Written request 1. In the listing, swap "pinpoint" for "locate" wherever it appears from the line with "My team would appreciate it if you could pinpoint the mountain" up to and including the line with "left=211, top=54, right=440, bottom=148", and give back only those lines with nothing else changed.

But these conversations were merely started by way of entertainment,
and never could have warranted a supposition of their leading to any
serious result. If Bonaparte spoke as a Mussulman, it was merely in his
character of a military and political chief in a Mussulman country.
To do so was essential to his success, to the safety of his army, and,
consequently; to his glory. In every country he would have drawn up
proclamations and delivered addresses on the same principle. In India he
would have been for Ali, at Thibet for the Dalai-lama, and in China for
Confucius.
--[On the subject of his alleged conversion to Mahometanism
Bonaparte expressed himself at St. Helena as follows:
"I never followed any of the tenets of that religion. I never
prayed in the mosques. I never abstained from wine, or was
circumcised, neither did I ever profess it. I said merely that we
were the friends of the Mussulmans, and that I respected Mahomet
their prophet, which was true; I respect him now. I wanted to make
the Imaums cause prayers to be offered up in the mosques for me, in
order to make the people respect me still more than they actually
did, and obey me more readily. The Imaums replied that there was a
great obstacle, because their Prophet in the Koran had inculcated to
them that they were not to obey, respect, or hold faith with
infidels, and that I came under that denomination. I then desired
them to hold a consultation, and see what was necessary to be done
in order to become a Musselman, as some of their tenets could not be
practised by us. That, as to circumcision, God had made us unfit
for that. That, with respect to drinking wine, we were poor cold
people, inhabitants of the north, who could not exist without it.
They consulted together accordingly, and in about three weeks issued
a fetham, declaring that circumcision might be omitted, because it
was merely a profession; that as to drinking wine, it might be drunk
by Mussulmans, but that those who drank it would not go to paradise,
but to hell I replied that this would not do; that we had no
occasion to make ourselves Mussulmans in order to go to hell, that
there were many ways of getting there without coining to Egypt, and
desired them to hold another consultation. After deliberating and
battling together for I believe three months, they finally decided
that a man might become a Mussulman, and neither circumcise nor
abstain from wine; but that, in proportion to the wine drunk, some
good works must be done. I then told them that we were all
Mussulmans and friends of the Prophet, which they really believed,
as the French soldiers never went to church, and had no priests with
them. For you must know that during the Revolution there was no
religion whatever in the French army. Menou," continued Napoleon,
"really turned Mahometan, which was the reason I left him behind."

Written request 2. In the passage on Bonaparte and the Mussulmans, how long did the Imaums deliberate before their final decision?

Part of a data file.
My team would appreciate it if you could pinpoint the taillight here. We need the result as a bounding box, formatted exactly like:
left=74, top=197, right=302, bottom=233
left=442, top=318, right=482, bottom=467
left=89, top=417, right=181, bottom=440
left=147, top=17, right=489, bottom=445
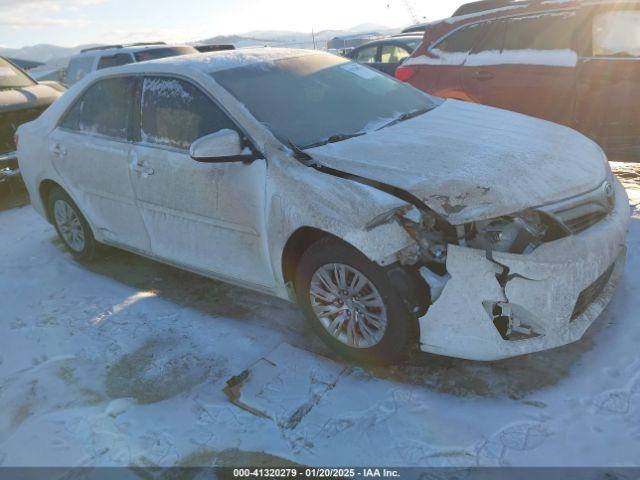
left=396, top=66, right=418, bottom=82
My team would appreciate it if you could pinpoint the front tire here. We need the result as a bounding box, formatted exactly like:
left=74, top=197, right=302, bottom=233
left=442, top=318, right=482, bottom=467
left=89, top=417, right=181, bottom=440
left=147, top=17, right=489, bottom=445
left=295, top=237, right=417, bottom=365
left=48, top=187, right=96, bottom=261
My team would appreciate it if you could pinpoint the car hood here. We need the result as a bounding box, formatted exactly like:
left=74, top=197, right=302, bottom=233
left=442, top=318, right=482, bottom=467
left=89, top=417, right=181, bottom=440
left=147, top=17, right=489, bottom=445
left=308, top=100, right=609, bottom=225
left=0, top=85, right=62, bottom=114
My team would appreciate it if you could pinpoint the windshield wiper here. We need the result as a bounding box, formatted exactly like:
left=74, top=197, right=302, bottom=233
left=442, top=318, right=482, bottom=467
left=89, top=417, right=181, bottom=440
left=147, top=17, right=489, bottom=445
left=287, top=140, right=313, bottom=166
left=302, top=132, right=366, bottom=150
left=376, top=107, right=432, bottom=131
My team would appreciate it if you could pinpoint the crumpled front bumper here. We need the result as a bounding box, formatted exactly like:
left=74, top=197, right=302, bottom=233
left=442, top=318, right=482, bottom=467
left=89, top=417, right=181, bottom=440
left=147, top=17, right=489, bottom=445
left=0, top=152, right=20, bottom=182
left=419, top=181, right=630, bottom=360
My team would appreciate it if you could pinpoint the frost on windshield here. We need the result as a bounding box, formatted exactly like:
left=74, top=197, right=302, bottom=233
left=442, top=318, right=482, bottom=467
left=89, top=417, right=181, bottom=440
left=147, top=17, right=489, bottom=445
left=593, top=11, right=640, bottom=57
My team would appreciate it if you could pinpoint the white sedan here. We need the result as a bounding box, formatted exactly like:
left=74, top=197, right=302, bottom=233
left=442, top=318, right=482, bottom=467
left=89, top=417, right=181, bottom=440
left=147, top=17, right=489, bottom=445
left=18, top=49, right=629, bottom=363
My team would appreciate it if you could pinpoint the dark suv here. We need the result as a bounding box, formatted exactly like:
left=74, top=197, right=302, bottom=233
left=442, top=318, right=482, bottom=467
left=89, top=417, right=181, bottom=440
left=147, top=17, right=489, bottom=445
left=396, top=0, right=640, bottom=152
left=0, top=57, right=61, bottom=193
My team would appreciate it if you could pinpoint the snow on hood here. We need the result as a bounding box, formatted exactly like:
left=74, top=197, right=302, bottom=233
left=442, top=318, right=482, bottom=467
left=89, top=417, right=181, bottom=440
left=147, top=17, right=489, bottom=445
left=309, top=100, right=608, bottom=225
left=0, top=85, right=62, bottom=113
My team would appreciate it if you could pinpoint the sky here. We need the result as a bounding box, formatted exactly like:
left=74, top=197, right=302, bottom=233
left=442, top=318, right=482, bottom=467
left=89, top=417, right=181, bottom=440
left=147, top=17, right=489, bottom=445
left=0, top=0, right=463, bottom=48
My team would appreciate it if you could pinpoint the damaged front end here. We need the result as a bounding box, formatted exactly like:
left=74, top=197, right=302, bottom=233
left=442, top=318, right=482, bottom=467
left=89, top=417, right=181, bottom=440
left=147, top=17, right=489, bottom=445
left=367, top=179, right=629, bottom=360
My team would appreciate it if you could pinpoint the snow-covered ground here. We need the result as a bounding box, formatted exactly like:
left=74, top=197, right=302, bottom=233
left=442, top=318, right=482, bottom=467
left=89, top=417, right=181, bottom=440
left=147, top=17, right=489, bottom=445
left=0, top=164, right=640, bottom=466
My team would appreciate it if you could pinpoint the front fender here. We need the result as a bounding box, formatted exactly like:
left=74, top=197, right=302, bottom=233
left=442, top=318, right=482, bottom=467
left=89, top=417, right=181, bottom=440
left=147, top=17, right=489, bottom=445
left=267, top=158, right=413, bottom=292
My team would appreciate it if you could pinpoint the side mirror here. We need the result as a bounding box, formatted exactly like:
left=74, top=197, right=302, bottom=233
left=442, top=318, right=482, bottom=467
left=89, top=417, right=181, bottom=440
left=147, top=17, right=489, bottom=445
left=189, top=129, right=254, bottom=163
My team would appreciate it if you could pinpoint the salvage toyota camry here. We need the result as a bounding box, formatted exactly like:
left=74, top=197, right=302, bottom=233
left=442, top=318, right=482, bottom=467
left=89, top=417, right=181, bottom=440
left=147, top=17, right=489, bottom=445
left=18, top=49, right=629, bottom=363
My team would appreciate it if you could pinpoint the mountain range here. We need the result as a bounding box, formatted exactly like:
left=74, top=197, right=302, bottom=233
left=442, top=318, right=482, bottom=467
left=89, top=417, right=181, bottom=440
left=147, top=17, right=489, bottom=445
left=0, top=23, right=399, bottom=67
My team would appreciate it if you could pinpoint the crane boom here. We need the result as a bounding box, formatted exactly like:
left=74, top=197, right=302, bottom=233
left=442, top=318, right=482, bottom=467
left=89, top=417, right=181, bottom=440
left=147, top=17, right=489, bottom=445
left=402, top=0, right=420, bottom=23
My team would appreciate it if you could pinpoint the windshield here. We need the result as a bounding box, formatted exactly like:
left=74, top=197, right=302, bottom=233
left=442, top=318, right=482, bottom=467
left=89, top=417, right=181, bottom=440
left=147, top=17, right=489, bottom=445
left=135, top=47, right=198, bottom=62
left=0, top=58, right=36, bottom=88
left=211, top=54, right=440, bottom=148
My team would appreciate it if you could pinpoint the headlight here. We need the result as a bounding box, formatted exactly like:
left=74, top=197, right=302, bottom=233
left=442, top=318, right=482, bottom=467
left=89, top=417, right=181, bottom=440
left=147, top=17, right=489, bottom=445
left=467, top=211, right=547, bottom=253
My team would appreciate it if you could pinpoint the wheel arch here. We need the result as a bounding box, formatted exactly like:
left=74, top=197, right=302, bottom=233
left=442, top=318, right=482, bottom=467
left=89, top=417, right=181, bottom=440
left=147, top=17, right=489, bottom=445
left=281, top=227, right=340, bottom=288
left=38, top=178, right=66, bottom=223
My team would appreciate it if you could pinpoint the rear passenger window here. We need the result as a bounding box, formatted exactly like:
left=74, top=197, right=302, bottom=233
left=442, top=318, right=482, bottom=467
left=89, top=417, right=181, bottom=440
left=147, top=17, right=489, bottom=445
left=355, top=46, right=378, bottom=63
left=593, top=10, right=640, bottom=58
left=504, top=14, right=576, bottom=50
left=60, top=77, right=136, bottom=139
left=67, top=57, right=95, bottom=85
left=141, top=77, right=237, bottom=150
left=473, top=20, right=505, bottom=53
left=98, top=53, right=133, bottom=70
left=380, top=45, right=410, bottom=63
left=434, top=24, right=483, bottom=53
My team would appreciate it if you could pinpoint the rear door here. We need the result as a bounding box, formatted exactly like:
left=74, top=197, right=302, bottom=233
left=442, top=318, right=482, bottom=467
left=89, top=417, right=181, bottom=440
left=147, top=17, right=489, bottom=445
left=461, top=20, right=506, bottom=107
left=131, top=77, right=273, bottom=290
left=407, top=23, right=487, bottom=100
left=492, top=12, right=579, bottom=126
left=48, top=77, right=149, bottom=252
left=465, top=12, right=578, bottom=125
left=575, top=6, right=640, bottom=150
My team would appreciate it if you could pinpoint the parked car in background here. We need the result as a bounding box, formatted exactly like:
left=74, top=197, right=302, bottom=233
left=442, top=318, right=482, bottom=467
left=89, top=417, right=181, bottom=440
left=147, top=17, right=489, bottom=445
left=347, top=35, right=422, bottom=75
left=66, top=42, right=198, bottom=86
left=401, top=23, right=429, bottom=34
left=0, top=57, right=61, bottom=193
left=18, top=48, right=629, bottom=363
left=396, top=0, right=640, bottom=152
left=193, top=44, right=236, bottom=53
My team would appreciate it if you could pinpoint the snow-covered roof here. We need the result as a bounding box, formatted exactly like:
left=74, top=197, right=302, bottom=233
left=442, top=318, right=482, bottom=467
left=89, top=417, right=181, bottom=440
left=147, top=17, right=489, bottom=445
left=132, top=47, right=323, bottom=73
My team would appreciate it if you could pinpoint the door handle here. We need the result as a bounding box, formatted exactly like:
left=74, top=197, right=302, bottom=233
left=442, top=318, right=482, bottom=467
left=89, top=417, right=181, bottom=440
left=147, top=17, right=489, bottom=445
left=471, top=70, right=494, bottom=82
left=131, top=160, right=156, bottom=178
left=51, top=143, right=67, bottom=158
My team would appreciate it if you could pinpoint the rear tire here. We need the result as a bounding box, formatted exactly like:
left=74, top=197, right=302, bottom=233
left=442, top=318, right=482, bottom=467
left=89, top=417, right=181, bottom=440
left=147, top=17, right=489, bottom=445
left=48, top=187, right=97, bottom=261
left=295, top=237, right=417, bottom=365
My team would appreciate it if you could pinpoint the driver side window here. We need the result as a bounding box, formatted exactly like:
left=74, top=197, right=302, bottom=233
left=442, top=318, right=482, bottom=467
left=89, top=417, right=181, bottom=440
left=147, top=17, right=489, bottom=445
left=140, top=77, right=238, bottom=150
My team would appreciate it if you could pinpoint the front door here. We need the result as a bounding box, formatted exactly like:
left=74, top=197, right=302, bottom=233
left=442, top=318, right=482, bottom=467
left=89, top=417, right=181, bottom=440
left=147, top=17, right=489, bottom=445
left=576, top=7, right=640, bottom=150
left=48, top=77, right=149, bottom=252
left=131, top=77, right=274, bottom=290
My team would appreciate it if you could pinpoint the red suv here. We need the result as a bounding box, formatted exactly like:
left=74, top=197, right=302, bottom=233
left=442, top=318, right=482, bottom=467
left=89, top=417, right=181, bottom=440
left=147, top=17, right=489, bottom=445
left=396, top=0, right=640, bottom=152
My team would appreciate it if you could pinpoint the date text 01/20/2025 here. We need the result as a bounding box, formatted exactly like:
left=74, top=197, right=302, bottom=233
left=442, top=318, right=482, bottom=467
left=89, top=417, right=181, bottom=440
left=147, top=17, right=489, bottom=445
left=233, top=467, right=400, bottom=478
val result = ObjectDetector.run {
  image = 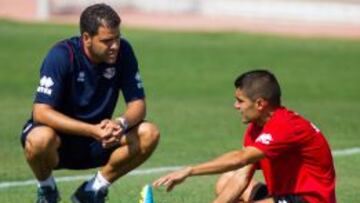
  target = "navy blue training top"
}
[30,37,145,123]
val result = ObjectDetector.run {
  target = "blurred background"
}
[0,0,360,38]
[0,0,360,203]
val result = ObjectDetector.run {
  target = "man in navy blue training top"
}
[21,4,159,203]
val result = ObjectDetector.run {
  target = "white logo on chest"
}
[76,71,85,82]
[103,67,116,79]
[255,133,273,145]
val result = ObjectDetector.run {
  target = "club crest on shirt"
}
[255,133,273,145]
[76,71,85,82]
[103,67,116,79]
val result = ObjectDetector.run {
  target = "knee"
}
[215,172,234,195]
[25,126,60,158]
[139,123,160,153]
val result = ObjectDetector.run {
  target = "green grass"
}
[0,21,360,203]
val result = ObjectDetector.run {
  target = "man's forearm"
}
[117,99,146,127]
[33,104,94,137]
[213,164,255,203]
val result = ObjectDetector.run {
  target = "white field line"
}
[0,147,360,189]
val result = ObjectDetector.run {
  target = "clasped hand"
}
[96,119,123,148]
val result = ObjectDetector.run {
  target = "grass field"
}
[0,21,360,203]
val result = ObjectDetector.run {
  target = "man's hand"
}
[153,167,191,192]
[99,119,123,148]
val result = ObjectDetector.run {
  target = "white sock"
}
[38,175,56,189]
[85,171,111,191]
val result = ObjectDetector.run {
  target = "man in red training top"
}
[153,70,336,203]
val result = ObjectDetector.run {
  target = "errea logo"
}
[255,133,273,145]
[135,72,143,89]
[37,75,54,95]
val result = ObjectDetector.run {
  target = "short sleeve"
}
[120,39,145,103]
[34,42,71,107]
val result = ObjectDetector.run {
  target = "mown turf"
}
[0,21,360,203]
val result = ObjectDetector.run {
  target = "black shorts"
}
[250,183,306,203]
[21,121,126,169]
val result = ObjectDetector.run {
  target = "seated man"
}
[21,4,159,203]
[153,70,336,203]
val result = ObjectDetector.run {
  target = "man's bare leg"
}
[100,122,160,183]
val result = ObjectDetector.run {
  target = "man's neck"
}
[255,107,279,127]
[82,40,99,64]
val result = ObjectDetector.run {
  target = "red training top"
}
[244,107,336,203]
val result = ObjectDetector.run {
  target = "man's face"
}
[234,88,260,124]
[84,26,120,64]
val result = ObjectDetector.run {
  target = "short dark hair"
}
[234,70,281,106]
[80,3,121,36]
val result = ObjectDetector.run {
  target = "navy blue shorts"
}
[21,121,119,169]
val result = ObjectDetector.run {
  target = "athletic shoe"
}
[36,186,60,203]
[71,182,108,203]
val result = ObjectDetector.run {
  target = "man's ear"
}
[255,97,269,111]
[81,32,92,47]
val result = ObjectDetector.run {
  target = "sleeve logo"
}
[37,75,54,95]
[135,72,143,89]
[255,133,273,145]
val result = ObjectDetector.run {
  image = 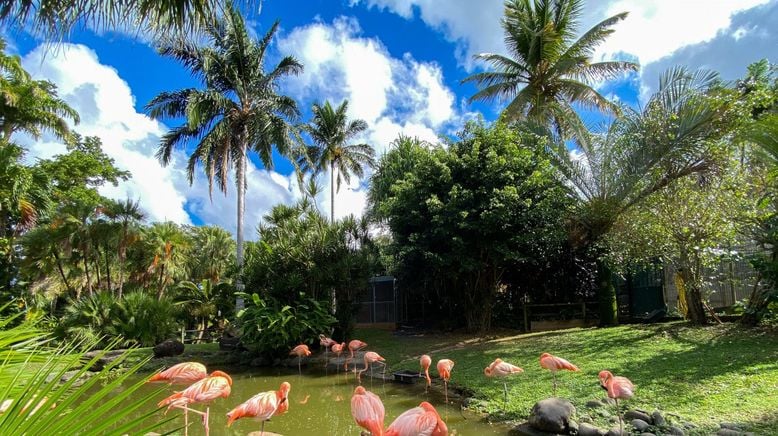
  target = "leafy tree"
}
[550,68,733,325]
[146,6,303,286]
[301,100,375,222]
[463,0,638,136]
[369,123,568,330]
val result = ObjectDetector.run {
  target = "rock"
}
[508,422,556,436]
[529,398,575,433]
[631,419,651,431]
[668,426,686,436]
[154,339,184,357]
[651,410,667,427]
[624,410,654,424]
[578,424,605,436]
[586,400,604,409]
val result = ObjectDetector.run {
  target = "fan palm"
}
[300,100,375,221]
[146,6,303,280]
[462,0,638,135]
[550,68,729,324]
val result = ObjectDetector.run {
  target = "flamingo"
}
[357,351,386,384]
[599,371,635,434]
[332,342,346,371]
[227,382,292,436]
[343,339,367,371]
[484,357,524,407]
[319,334,337,368]
[147,362,208,384]
[351,386,385,436]
[384,401,448,436]
[289,344,311,375]
[157,371,232,436]
[540,353,580,397]
[437,359,454,404]
[419,354,432,392]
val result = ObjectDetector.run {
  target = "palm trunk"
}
[330,161,335,223]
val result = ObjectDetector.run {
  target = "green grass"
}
[356,323,778,434]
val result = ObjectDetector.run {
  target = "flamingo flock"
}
[148,335,634,436]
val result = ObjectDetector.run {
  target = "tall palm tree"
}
[146,6,303,282]
[549,68,730,324]
[300,100,375,222]
[462,0,638,135]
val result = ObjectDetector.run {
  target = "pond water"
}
[121,368,508,436]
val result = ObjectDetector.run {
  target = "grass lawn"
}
[355,322,778,434]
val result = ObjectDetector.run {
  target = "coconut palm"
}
[300,100,375,222]
[462,0,638,135]
[549,68,729,324]
[146,6,303,280]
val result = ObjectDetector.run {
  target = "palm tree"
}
[146,6,303,282]
[300,100,375,222]
[549,68,729,325]
[462,0,638,135]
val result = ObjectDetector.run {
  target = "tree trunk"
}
[597,256,619,326]
[330,161,335,223]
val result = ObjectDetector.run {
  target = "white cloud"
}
[23,44,298,239]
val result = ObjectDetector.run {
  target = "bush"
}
[55,291,178,347]
[238,293,336,357]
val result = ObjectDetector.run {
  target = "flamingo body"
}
[148,362,208,384]
[351,386,385,436]
[384,401,448,436]
[227,382,292,427]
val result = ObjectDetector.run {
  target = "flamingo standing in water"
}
[484,357,524,407]
[599,371,635,434]
[332,342,346,372]
[343,339,367,371]
[419,354,432,392]
[540,353,580,397]
[157,371,232,436]
[227,382,292,436]
[357,351,386,384]
[351,386,385,436]
[384,401,448,436]
[319,334,337,368]
[147,362,208,384]
[289,344,311,375]
[437,359,454,404]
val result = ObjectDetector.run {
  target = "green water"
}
[130,368,508,436]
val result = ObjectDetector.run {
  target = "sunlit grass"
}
[356,323,778,434]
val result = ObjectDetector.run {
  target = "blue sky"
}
[6,0,778,235]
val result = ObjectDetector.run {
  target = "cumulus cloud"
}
[279,18,461,218]
[23,44,298,238]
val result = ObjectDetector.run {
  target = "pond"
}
[121,368,508,436]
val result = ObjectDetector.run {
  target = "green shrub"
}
[238,293,336,356]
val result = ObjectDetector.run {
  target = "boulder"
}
[154,339,184,357]
[529,398,575,433]
[624,410,654,424]
[578,424,605,436]
[631,419,651,431]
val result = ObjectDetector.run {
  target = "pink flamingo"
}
[599,371,635,434]
[540,353,580,396]
[227,382,292,436]
[343,339,367,371]
[484,357,524,407]
[437,359,454,404]
[319,334,337,367]
[355,351,386,384]
[147,362,208,384]
[419,354,432,392]
[157,371,232,436]
[289,344,311,375]
[351,386,385,436]
[384,401,448,436]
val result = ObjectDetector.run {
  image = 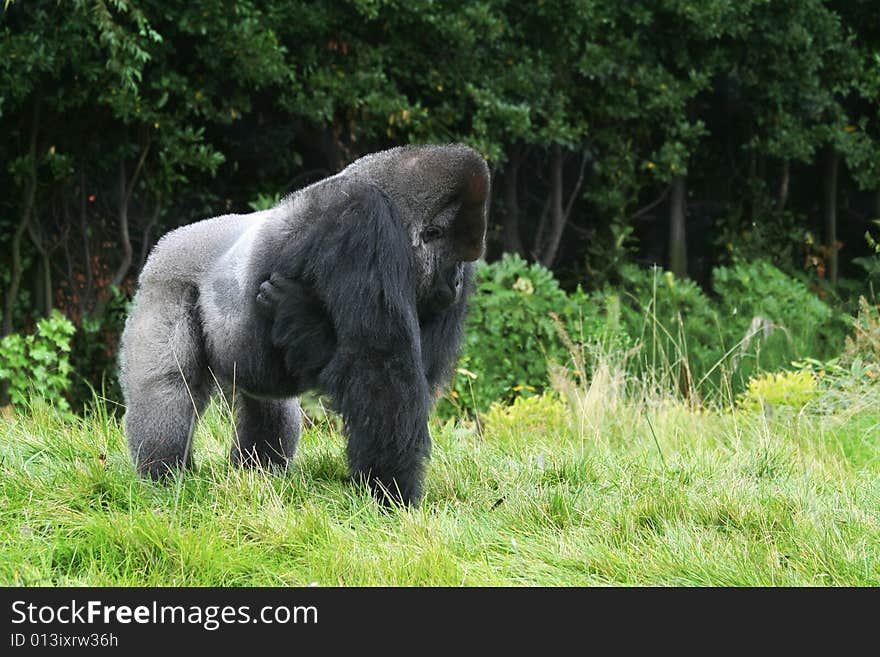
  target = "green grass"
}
[0,386,880,586]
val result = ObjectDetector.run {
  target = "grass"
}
[0,364,880,586]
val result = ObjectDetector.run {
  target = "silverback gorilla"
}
[120,145,489,504]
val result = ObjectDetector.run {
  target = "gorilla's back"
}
[138,212,264,286]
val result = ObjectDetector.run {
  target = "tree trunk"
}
[501,148,525,255]
[669,176,687,278]
[79,170,95,316]
[776,160,791,212]
[0,99,40,340]
[28,221,53,317]
[823,147,840,286]
[138,194,162,271]
[110,160,134,285]
[541,144,565,268]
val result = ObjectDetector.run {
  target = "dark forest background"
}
[0,0,880,402]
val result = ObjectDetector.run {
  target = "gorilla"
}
[119,145,489,504]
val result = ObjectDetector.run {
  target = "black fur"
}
[120,146,489,503]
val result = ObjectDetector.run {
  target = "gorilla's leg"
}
[322,349,431,504]
[120,286,209,479]
[231,395,302,467]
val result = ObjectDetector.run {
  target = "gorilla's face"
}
[350,145,489,314]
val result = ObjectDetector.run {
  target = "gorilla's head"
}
[345,144,489,315]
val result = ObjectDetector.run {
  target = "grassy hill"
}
[0,368,880,586]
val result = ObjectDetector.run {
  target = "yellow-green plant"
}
[737,370,819,411]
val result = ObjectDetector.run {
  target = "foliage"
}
[441,254,623,413]
[600,265,724,393]
[737,370,819,414]
[712,260,846,382]
[0,366,880,586]
[69,287,131,409]
[0,311,75,410]
[480,392,569,437]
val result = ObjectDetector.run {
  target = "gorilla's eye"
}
[422,226,443,242]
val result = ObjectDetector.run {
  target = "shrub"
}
[440,254,622,414]
[0,310,75,410]
[713,260,846,379]
[69,287,131,409]
[600,265,724,393]
[737,370,819,412]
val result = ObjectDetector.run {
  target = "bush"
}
[0,310,75,410]
[713,260,846,379]
[69,287,131,409]
[599,265,724,393]
[440,254,622,414]
[737,370,819,413]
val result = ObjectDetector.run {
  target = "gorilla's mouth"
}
[418,264,464,318]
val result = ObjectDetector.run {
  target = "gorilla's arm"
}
[270,181,430,502]
[421,288,470,398]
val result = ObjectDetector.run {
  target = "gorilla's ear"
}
[452,154,489,262]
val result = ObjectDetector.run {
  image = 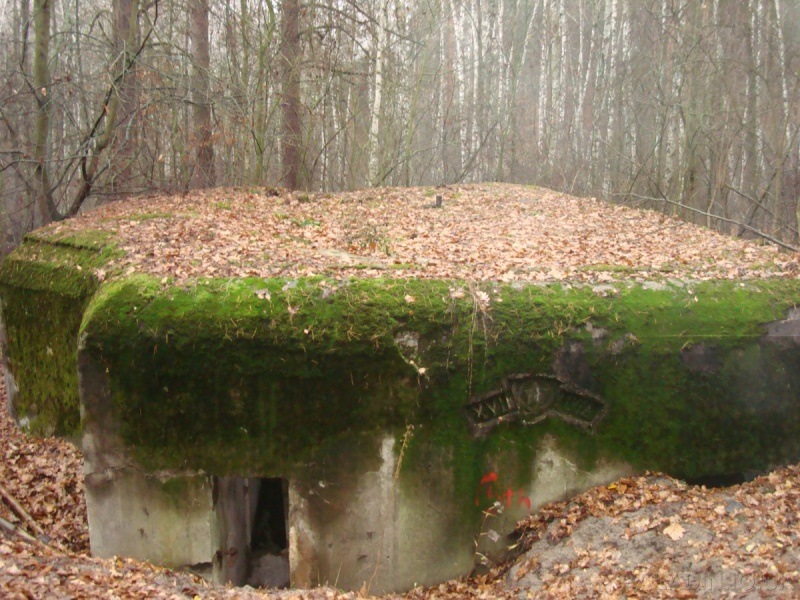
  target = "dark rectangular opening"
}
[248,478,290,588]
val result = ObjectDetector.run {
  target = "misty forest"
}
[0,0,800,251]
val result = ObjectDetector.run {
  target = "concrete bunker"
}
[0,189,800,593]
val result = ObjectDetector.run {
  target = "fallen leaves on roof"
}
[39,184,800,283]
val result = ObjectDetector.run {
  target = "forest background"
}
[0,0,800,252]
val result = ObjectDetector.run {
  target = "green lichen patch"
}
[82,276,800,478]
[0,232,116,436]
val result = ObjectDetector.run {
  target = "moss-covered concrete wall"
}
[0,226,800,590]
[69,276,800,480]
[0,232,114,436]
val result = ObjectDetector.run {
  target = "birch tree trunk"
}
[190,0,216,187]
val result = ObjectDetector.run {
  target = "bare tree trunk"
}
[33,0,55,224]
[111,0,139,192]
[190,0,216,187]
[369,3,389,185]
[280,0,306,190]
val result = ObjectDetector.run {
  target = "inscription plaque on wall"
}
[465,373,607,434]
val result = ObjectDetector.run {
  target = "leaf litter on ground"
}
[0,376,800,600]
[6,184,800,600]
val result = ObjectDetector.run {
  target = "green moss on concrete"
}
[78,276,800,478]
[0,231,116,436]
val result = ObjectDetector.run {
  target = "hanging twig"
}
[0,510,44,548]
[614,192,800,252]
[0,485,47,535]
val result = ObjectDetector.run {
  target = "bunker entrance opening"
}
[250,478,289,554]
[248,478,290,588]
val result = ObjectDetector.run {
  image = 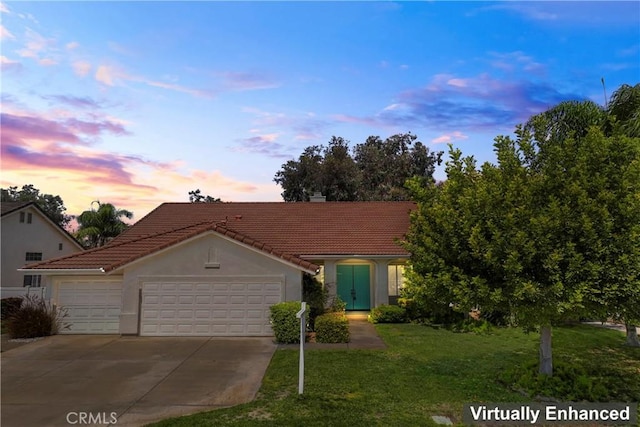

Task result 1.
My team would appreciate it if you could locate the mountain range here. We need the result as a bounding box, formatted exactly like:
left=74, top=197, right=302, bottom=233
left=442, top=318, right=482, bottom=467
left=89, top=417, right=181, bottom=440
left=147, top=17, right=489, bottom=445
left=0, top=23, right=399, bottom=67
My team would appreciate it if you could locate the crane boom here. We need the result as a bounding box, formatted exactly like:
left=74, top=197, right=302, bottom=233
left=442, top=318, right=482, bottom=467
left=89, top=417, right=181, bottom=440
left=147, top=17, right=489, bottom=445
left=402, top=0, right=420, bottom=23
My team would appreciate it if you could locate the windshield here. We need the result as a bounding box, formatted exactly like:
left=74, top=197, right=302, bottom=233
left=442, top=318, right=482, bottom=467
left=89, top=417, right=181, bottom=440
left=147, top=17, right=489, bottom=445
left=135, top=47, right=198, bottom=62
left=0, top=58, right=36, bottom=88
left=211, top=54, right=440, bottom=148

Task result 2. About three months.